====== Data rows ======
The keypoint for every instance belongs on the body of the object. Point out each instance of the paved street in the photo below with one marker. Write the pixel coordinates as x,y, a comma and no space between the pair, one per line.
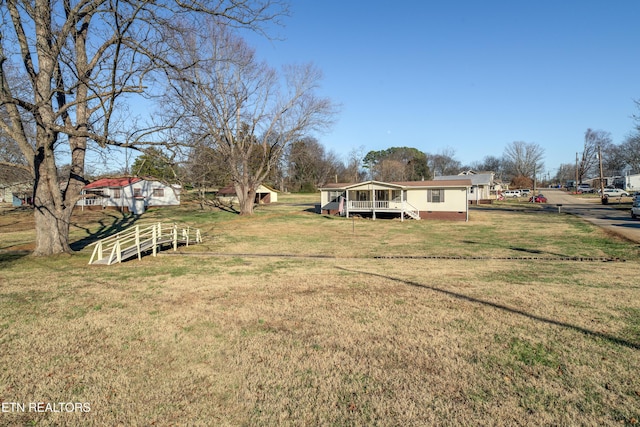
605,216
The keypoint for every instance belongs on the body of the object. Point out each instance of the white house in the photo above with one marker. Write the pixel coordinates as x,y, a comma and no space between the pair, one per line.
412,199
632,182
482,184
130,194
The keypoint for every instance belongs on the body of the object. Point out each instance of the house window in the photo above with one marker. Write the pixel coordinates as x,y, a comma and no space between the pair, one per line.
335,195
435,196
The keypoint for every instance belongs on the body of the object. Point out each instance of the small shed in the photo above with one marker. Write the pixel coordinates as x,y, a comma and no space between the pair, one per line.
264,195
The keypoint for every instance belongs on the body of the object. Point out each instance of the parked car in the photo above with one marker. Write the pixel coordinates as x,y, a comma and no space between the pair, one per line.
512,193
635,209
538,199
614,192
585,188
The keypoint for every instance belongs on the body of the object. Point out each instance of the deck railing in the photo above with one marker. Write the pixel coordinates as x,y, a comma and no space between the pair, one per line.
382,205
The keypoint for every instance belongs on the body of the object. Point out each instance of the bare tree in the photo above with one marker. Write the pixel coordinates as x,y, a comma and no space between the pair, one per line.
588,160
310,166
631,148
353,169
242,108
566,172
444,163
77,60
523,159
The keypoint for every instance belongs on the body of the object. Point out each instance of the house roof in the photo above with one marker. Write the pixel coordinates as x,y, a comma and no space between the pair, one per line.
459,182
113,182
230,190
476,179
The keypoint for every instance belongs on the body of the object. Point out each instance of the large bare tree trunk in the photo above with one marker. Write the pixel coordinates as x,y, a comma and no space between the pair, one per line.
52,216
246,197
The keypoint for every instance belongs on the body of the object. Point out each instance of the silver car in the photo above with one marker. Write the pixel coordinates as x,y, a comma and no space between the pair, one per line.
614,192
======
Transcribe the records above exactly, omitting every picture they contain.

> **Reply**
The keypoint for every instance belongs on the body of the object. Point out each instance of the paved street in the photo below with one marker. Write the pixel coordinates as x,y, a comma and no space between the pair, one per line.
605,216
The keypoint for every instance belongs on the body of the object. Point out each instance of the white house in the photo above with one marker. Write the pixel coordinates as x,y, a comma and no space between the pair, one per line.
412,199
632,182
482,184
130,194
The keypoint for every instance belongs on the body of the object. Point out each instance of the house window in the photo above with one marker. Write the pixel coordinates as x,y, a comma and no space between the pair, one per line.
335,195
435,196
The keypoint for every instance belongs on the body of the object. Point out each instance of the small shed in the photo above with one marker. Write the pixel coordinates as x,y, a comma and no space between the pair, one per line.
264,195
The keypoint for every instance belongs on the body of the object. Point out each instance of the parked car in the photo above with one marker. Write the pixel coordinates as x,y, a comma and no space between the pair, one per line.
512,193
635,209
538,199
614,192
585,188
The keypoint for every instance belongs on the body of the object. Point out each instance of the deck railing in the photo above with one marker. Write the pixel coordinates as x,y, a comma and no space between the pair, one per line.
382,205
The keypoint for every instance belongs on the body of the object. Point out each instance of the bare tree in the photo above with one marker. Write the pixel coordinates as x,y, a comma and no space between the pair, one per line.
588,160
310,166
631,148
353,169
242,108
566,172
444,163
77,60
523,159
The keypoint for every instance belongs on the body of the object. Point out each instance of the house roof in the photo above with one marker. Write the pixel coordinates as x,y, a comma and no space between the pair, one per line.
459,182
113,182
230,190
476,179
The keypoint for every instance belongs on the body of the object. Point out each instance of the large bare tree trunk in the photo above with one marker. Write the pixel coordinates as x,y, a comma and no space between the pair, one per line.
52,216
246,197
The keypoint for every instance belongs on the body of the object. Point out each instance of the silver car in the photo above with one marker. Write the pixel coordinates as x,y, a comma and no space between the pair, one per line.
614,192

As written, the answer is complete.